# Provided passage
>> Begin
The 22-year-old went on to describe the situation on the 5th Brigade of Greater Tehran Penitentiary, the sprawling prison complex also otherwise known as Fashafuyeh. “We had only a blanket. No dishes, no personal items, no life. We tried to make it tolerable for ourselves; we procured a refrigerator and a television set.

“But as soon as we improved the situation there, they transferred us to the 2nd Brigade. They brought the financial prisoners to the 5th Brigade and handed over the space that we had prepared to them. Now we’re in the 2nd Brigade and it’s very dirty, full of bedbugs and beetles. We seem to have been forgotten.”

Here, he says, it’s impossible for prisoners even to make a complaint or send a letter both due to the lack of administrative organization and the possibility of reprisal from prison guards. “I really don’t know what to say. We were very annoyed and our families are upset; this is not what we deserved."

It was only when he was briefly released on bail, he says, that he realised his spine had been broken at Gisha. “I went to the doctor and they found my lower back was swollen; it protruded by about an inch and a half. The joint fluid between the two vertebrae is gone and two bones are now fused together, at the age of 22.

“The doctor said ‘Don’t walk uphill, don’t walk, don’t exercise.’ He said even then, my back may never heal. The person who did this to me was two meters tall and weighed about 140 kilograms. He beat me with a shoe that had a buckle on. I can’t sleep now because of the pain. They punched and kicked, my whole face exploded and then it got better, but the pain in my back remained with me.”
>> End
[Records from a collection]
>> Begin
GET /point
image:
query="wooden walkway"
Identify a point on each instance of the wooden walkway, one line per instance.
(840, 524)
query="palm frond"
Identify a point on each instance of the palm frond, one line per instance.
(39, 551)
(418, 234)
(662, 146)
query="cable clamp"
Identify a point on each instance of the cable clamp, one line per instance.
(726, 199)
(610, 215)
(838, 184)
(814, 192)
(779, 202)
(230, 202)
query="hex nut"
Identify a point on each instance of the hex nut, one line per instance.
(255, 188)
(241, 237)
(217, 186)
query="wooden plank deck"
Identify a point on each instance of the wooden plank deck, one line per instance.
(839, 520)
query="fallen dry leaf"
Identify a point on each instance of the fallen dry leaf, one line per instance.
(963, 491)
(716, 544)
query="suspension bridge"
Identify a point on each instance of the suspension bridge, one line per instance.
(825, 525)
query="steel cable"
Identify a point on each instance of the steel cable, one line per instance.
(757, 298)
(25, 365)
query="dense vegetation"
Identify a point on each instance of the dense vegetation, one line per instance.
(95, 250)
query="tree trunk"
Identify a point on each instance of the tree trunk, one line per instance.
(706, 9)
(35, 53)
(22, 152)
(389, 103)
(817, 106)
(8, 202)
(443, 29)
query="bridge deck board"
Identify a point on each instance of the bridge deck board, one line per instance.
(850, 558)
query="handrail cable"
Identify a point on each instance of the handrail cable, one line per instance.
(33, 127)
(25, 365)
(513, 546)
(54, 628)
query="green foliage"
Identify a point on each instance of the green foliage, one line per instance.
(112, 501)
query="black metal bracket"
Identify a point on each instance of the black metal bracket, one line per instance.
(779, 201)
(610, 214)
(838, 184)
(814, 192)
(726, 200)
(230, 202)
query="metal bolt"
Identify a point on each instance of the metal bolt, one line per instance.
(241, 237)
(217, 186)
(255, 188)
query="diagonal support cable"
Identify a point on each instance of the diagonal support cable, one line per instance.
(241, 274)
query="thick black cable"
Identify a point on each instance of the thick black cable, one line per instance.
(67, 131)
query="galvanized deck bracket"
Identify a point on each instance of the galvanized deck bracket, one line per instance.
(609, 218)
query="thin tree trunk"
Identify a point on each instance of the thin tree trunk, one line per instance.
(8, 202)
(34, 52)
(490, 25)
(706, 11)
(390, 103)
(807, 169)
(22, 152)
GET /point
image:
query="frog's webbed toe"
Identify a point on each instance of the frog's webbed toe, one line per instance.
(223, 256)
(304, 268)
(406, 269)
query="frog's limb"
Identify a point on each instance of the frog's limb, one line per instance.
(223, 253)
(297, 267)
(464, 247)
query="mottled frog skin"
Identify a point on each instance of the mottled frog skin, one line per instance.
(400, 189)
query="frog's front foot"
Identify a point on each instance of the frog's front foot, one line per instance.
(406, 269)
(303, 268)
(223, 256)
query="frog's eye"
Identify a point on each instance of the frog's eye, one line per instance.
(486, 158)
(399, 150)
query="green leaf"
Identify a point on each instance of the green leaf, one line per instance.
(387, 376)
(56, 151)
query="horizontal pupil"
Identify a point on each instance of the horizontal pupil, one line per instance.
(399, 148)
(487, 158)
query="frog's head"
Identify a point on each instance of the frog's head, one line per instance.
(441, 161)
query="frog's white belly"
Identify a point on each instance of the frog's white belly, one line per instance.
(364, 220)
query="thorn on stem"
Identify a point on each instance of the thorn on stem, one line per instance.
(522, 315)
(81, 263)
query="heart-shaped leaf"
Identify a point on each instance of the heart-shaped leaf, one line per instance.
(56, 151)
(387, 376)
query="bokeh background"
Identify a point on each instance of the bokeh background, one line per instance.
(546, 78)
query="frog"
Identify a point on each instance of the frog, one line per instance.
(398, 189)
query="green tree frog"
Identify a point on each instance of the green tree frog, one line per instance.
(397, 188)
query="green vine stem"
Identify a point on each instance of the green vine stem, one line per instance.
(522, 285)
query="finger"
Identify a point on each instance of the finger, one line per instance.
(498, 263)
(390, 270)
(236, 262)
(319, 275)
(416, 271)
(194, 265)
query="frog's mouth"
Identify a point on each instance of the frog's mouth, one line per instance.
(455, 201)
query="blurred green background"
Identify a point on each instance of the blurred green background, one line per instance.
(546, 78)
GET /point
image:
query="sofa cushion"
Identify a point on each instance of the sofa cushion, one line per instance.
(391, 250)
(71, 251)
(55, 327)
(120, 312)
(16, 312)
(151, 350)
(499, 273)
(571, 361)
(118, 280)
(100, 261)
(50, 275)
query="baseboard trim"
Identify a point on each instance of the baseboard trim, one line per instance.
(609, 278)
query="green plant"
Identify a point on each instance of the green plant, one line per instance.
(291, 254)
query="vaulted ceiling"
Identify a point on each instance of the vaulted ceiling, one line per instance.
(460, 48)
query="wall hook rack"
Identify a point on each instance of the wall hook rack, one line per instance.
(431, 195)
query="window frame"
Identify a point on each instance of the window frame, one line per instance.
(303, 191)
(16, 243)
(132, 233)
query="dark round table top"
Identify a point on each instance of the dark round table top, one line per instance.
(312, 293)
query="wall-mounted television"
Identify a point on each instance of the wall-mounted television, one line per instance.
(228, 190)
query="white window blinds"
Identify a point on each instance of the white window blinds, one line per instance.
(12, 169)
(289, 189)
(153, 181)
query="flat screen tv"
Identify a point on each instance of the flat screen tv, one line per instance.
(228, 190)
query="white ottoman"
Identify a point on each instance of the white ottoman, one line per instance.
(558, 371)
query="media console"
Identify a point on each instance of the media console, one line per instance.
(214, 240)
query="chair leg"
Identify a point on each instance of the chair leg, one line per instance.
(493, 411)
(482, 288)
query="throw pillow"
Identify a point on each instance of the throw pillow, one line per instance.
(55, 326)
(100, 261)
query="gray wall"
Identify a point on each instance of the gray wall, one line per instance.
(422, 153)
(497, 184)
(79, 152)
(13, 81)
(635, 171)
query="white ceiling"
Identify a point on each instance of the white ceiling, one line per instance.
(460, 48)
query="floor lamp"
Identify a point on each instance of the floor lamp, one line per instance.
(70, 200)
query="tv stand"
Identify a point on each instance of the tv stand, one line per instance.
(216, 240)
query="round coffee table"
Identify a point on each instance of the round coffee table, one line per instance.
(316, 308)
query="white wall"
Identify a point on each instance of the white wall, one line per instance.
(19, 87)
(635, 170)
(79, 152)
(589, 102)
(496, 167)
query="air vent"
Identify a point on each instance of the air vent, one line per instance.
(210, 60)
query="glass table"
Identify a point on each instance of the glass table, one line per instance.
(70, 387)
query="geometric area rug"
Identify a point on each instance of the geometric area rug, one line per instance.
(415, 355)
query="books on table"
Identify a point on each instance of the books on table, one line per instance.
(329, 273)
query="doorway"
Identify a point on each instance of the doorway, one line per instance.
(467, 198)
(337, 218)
>> End
# Challenge 1
List every instruction the doctor gave, according to the prison account.
# Challenge 2
In the prison account, by what other name is the Greater Tehran Penitentiary known?
# Challenge 3
Extend the prison account beyond its last sentence.
These records are separate material, unconnected to the prison account.

# Answer 1
Don't walk uphill; don't walk; don't exercise.

# Answer 2
Fashafuyeh.

# Answer 3
All this happened, he said, during the first five days of detention. “We were stripped naked in solitary confinement in the cold. There was no treatment. I was just beaten and tortured."

In November 2019 a wave of popular uprisings took place across Iran, sparked by a threefold hike in gasoline prices and turning to calls for all-out regime change after security forces brutally suppressed the early demonstrations.

Security agents directly opened fire on protesters, with the death toll estimated at between 300 and 1,500. Hundreds of people have since been arrested, tortured, jailed and even sentenced to death for having attended the protests and face some of the worst treatment in jail of all political prisoners of the regime.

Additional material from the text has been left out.